Required work: Locate each line in the data below that contains the string "green" and copy every such line in full.

Data lines:
-.-.-
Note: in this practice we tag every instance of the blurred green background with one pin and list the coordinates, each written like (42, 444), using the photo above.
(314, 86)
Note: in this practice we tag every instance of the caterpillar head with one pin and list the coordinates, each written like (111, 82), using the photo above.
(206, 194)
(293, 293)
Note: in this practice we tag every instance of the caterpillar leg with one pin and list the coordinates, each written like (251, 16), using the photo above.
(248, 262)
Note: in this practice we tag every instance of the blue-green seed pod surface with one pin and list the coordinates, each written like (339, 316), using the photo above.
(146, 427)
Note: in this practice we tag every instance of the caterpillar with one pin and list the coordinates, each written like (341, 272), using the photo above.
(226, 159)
-.-.-
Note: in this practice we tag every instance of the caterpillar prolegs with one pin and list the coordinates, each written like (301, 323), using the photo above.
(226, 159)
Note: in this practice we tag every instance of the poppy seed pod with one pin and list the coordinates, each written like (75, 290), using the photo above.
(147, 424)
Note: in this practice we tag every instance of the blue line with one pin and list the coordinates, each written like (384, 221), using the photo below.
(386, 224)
-.-.-
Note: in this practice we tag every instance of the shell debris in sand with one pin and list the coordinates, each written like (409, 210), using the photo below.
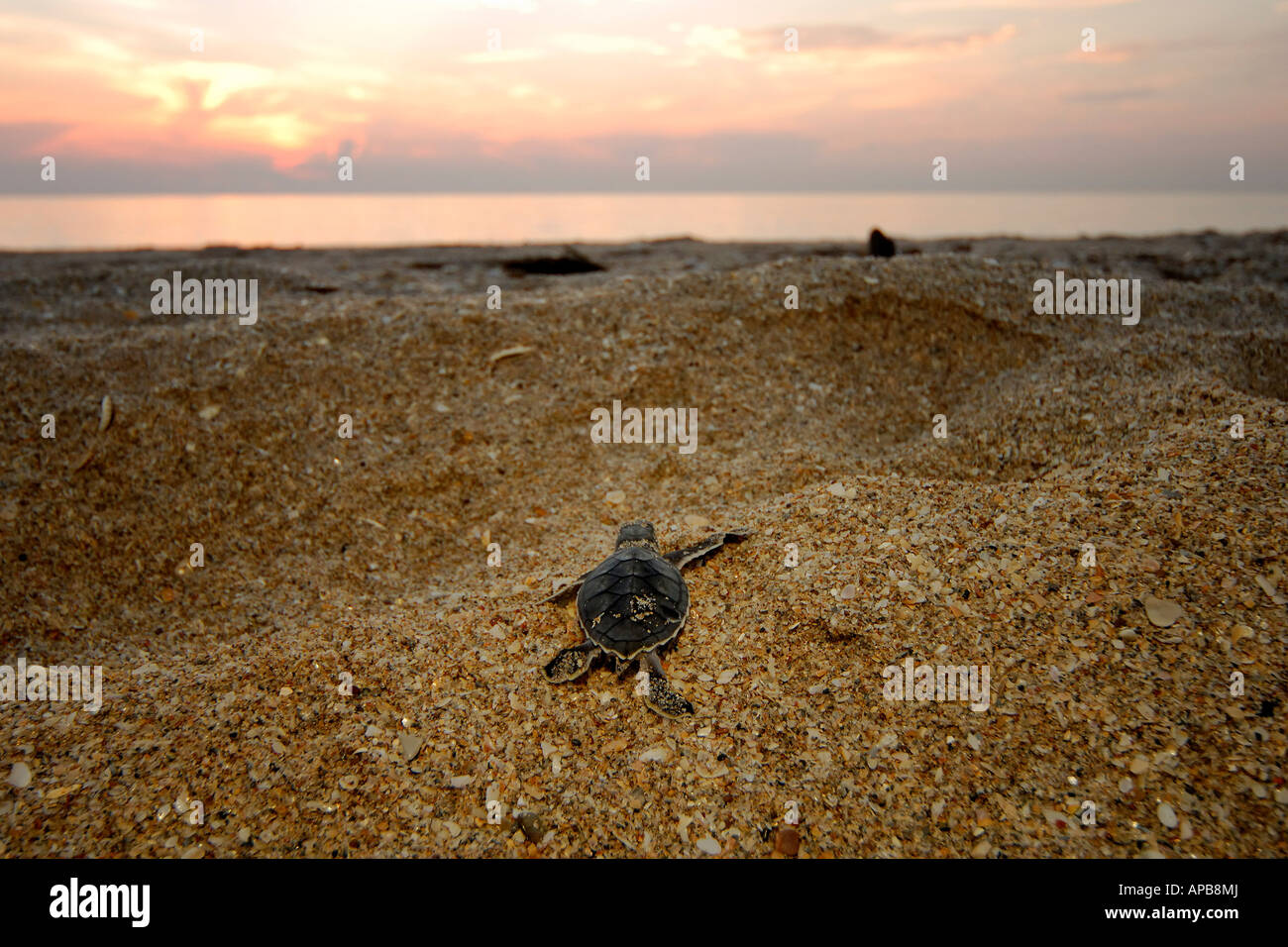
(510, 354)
-.-.-
Exercise solution:
Note: in this practice we tag every instance of the blurred green background with one pin and list the coordinates, each written like (42, 444), using the photo above.
Note: in this practice we tag every instance of the blue-green seed pod surface with one pin and list the coordinates, each written like (339, 316), using the photo above.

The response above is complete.